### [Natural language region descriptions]
:::::
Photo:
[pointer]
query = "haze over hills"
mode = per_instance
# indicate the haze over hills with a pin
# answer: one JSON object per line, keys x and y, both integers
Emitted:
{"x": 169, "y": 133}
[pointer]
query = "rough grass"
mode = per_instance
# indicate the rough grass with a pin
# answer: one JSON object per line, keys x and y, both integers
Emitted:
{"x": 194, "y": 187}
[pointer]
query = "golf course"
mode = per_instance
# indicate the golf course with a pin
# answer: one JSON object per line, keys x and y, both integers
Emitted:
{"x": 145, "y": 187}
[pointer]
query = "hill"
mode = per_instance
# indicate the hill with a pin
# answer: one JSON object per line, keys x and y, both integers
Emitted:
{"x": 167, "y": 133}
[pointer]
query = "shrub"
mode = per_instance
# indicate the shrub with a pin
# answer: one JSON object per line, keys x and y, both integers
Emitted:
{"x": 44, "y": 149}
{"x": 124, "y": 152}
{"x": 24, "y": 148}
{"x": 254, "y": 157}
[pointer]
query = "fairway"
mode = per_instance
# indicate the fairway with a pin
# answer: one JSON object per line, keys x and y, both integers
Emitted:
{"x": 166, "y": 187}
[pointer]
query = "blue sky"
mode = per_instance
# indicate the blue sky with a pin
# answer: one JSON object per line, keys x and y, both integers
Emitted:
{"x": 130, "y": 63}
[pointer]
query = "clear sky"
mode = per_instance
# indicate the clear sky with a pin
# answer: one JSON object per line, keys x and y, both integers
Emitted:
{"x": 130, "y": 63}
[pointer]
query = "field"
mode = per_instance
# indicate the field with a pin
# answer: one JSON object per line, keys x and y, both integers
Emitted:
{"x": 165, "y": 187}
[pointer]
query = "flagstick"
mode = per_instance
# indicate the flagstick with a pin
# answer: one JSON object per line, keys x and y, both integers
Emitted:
:::::
### [TASK]
The records above should be returned exactly.

### [OUTPUT OF THE EXERCISE]
Photo:
[pointer]
query = "haze over hills"
mode = per_instance
# indicate the haze over hills with a pin
# answer: one JSON object per line, keys x and y, both integers
Emitted:
{"x": 169, "y": 133}
[pointer]
query = "rough grass"
mode = per_instance
# indicate the rough grass with a pin
# answer: one JSON object per line, keys x and y, both integers
Emitted:
{"x": 194, "y": 187}
[pointer]
query = "golf course"
mode = per_instance
# indicate the golf course with a pin
# answer: one JSON object per line, keys x and y, both integers
Emitted:
{"x": 145, "y": 187}
[pointer]
query = "hill"
mode = per_instance
# indicate the hill with a pin
# answer: one JSON object per line, keys x and y, both integers
Emitted:
{"x": 167, "y": 133}
[pointer]
query = "shrub"
mode = per_instance
# indicate the shrub with a pin
# answer: one JSON object per line, keys x and y, both integers
Emitted:
{"x": 44, "y": 149}
{"x": 124, "y": 152}
{"x": 24, "y": 148}
{"x": 254, "y": 157}
[pointer]
query = "fairway"
mode = per_instance
# indicate the fairway with a pin
# answer: one JSON object per line, keys x and y, both integers
Emitted:
{"x": 166, "y": 187}
[pointer]
query = "blue sky"
mode = per_instance
# indicate the blue sky with a pin
# answer: one JSON object per line, keys x and y, both integers
Emitted:
{"x": 130, "y": 63}
[pointer]
query = "clear sky"
mode = per_instance
# indicate the clear sky with a pin
# answer: one JSON object per line, keys x and y, both integers
Emitted:
{"x": 130, "y": 63}
[pointer]
query = "field"
mode = per_instance
# indicate the field with a pin
# answer: one JSON object per line, keys x and y, both integers
Emitted:
{"x": 165, "y": 187}
[pointer]
query = "flagstick"
mode = per_instance
# indicate the flagstick with a pin
# answer: one JSON object per line, keys x and y, both integers
Emitted:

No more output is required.